Try it » Your transcription must include every record word for word and no pictures.

Records supplied »
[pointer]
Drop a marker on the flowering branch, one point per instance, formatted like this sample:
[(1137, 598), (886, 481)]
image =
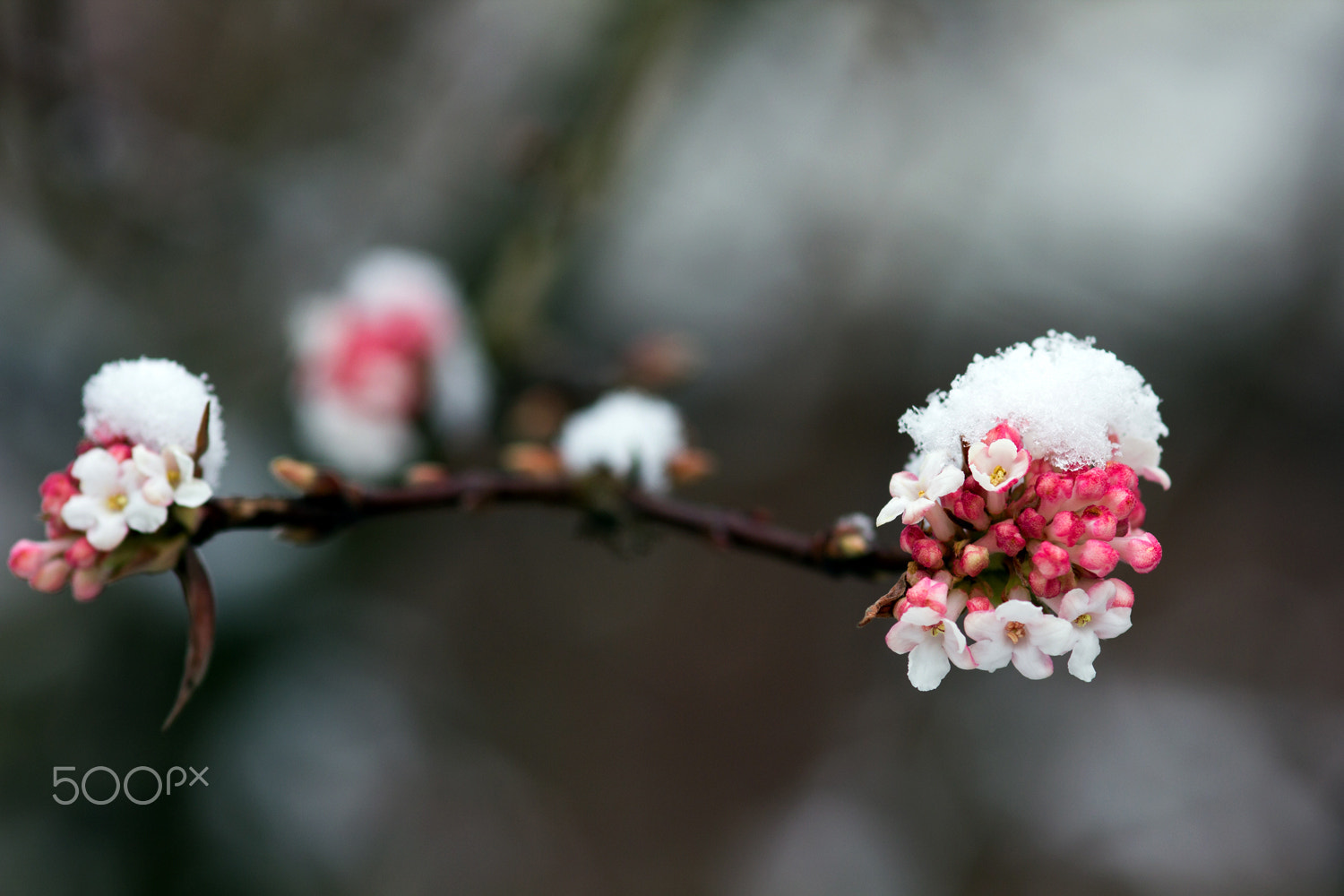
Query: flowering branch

Answer box »
[pointer]
Drop a marker on the flowering branch, one point per instance, formatted like this sample:
[(1137, 598), (886, 481)]
image =
Query: flowering branch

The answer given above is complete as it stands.